- _PROBLEM DETAILS_
In the entries that follow, the lines from the one with "Query: dark gray shingle" through the one with "Where can the dirt path" are the ones to write out, exactly and with both ends included. Nothing else should appear.

'''

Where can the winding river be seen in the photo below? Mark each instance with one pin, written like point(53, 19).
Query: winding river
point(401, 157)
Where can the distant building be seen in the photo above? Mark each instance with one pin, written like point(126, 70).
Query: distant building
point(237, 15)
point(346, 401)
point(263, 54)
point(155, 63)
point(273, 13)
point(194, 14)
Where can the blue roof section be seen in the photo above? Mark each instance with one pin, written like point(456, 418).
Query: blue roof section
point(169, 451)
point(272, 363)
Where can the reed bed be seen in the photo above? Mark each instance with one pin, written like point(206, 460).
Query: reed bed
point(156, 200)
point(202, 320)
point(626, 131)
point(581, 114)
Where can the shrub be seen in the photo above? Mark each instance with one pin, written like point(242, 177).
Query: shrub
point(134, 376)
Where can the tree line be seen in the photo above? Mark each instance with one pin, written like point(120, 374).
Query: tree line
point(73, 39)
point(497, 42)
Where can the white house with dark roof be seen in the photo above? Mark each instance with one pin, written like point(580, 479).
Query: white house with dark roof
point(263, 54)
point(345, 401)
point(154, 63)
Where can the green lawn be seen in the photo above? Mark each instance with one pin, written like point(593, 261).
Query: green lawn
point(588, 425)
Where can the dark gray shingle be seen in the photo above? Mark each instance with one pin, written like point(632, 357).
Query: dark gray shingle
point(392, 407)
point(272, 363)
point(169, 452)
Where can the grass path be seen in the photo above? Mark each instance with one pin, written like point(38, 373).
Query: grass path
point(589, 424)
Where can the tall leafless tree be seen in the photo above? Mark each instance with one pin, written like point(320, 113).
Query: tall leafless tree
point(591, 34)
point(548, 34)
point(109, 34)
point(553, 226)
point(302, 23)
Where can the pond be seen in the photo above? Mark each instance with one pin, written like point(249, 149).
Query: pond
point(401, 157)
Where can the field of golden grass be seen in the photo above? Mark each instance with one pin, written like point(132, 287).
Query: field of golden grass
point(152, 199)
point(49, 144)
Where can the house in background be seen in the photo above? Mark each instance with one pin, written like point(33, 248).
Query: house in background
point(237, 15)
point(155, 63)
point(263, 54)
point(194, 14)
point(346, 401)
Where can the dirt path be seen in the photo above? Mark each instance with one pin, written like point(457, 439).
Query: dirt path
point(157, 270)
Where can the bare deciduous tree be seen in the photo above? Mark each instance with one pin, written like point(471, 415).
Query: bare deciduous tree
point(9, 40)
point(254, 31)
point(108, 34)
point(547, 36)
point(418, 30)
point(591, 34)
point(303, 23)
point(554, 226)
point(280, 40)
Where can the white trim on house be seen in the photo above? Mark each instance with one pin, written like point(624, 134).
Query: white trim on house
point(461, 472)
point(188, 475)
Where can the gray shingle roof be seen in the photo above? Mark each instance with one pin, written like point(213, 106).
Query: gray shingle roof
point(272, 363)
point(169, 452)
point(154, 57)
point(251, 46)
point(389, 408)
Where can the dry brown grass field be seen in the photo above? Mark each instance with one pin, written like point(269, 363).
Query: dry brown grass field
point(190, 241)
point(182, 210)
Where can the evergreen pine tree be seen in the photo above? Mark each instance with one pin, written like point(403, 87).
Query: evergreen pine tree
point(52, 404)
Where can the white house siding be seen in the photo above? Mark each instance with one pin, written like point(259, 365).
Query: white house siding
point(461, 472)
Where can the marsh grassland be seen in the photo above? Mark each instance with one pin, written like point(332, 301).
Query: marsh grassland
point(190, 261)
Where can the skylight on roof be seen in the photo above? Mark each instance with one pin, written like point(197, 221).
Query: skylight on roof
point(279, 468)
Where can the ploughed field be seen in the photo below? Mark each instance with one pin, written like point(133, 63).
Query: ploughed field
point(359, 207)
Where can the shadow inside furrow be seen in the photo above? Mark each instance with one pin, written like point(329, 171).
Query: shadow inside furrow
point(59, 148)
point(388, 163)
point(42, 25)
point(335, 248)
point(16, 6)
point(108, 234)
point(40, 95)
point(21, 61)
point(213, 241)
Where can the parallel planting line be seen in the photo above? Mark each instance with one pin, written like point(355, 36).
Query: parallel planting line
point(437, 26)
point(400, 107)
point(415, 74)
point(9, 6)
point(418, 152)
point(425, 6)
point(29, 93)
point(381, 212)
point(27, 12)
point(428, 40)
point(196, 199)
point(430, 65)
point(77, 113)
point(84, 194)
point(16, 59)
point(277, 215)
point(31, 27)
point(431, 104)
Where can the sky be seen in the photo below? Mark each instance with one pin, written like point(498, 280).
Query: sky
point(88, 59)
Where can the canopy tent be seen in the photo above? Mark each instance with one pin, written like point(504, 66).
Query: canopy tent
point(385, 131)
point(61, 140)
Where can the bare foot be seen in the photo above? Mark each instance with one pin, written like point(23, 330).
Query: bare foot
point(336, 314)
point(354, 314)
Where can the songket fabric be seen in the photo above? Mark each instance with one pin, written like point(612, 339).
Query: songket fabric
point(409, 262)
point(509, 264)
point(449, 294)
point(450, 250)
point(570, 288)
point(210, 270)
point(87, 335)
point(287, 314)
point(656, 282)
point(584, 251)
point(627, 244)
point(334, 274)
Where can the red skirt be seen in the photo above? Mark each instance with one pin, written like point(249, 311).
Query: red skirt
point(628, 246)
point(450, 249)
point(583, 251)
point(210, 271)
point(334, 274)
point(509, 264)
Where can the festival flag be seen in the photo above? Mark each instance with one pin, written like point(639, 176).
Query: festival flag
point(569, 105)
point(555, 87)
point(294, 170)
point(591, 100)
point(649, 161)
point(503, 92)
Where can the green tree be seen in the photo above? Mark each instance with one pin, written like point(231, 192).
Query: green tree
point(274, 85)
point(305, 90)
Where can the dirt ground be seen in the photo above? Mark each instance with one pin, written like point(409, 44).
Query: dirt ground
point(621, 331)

'''

- _THE COMPLETED TASK_
Query: dark gray shingle
point(392, 407)
point(272, 363)
point(169, 452)
Where can the grass path be seen in the photo above? Mark each instance with one pin, written like point(38, 373).
Query: grass path
point(589, 424)
Where can the tall leafless tree be seen in the photo above? Mark each instance with one pin, written like point(320, 113).
Query: tall leafless tree
point(591, 34)
point(548, 34)
point(109, 34)
point(553, 226)
point(302, 23)
Where can the pond be seen in the photo above? Mark each instance with one pin, written like point(249, 149).
Query: pond
point(401, 157)
Where can the field of golden grass be seen in the photo above? Mark each instance with one pin, written like point(132, 287).
Query: field of golden grass
point(152, 199)
point(49, 144)
Where can the house in background be seen in the photo above? Mark each instance with one pin, written like point(33, 248).
Query: house in background
point(237, 15)
point(155, 63)
point(263, 54)
point(194, 14)
point(346, 401)
Where can the dirt path be seen in the photo above? Mark each instance with one pin, written like point(457, 439).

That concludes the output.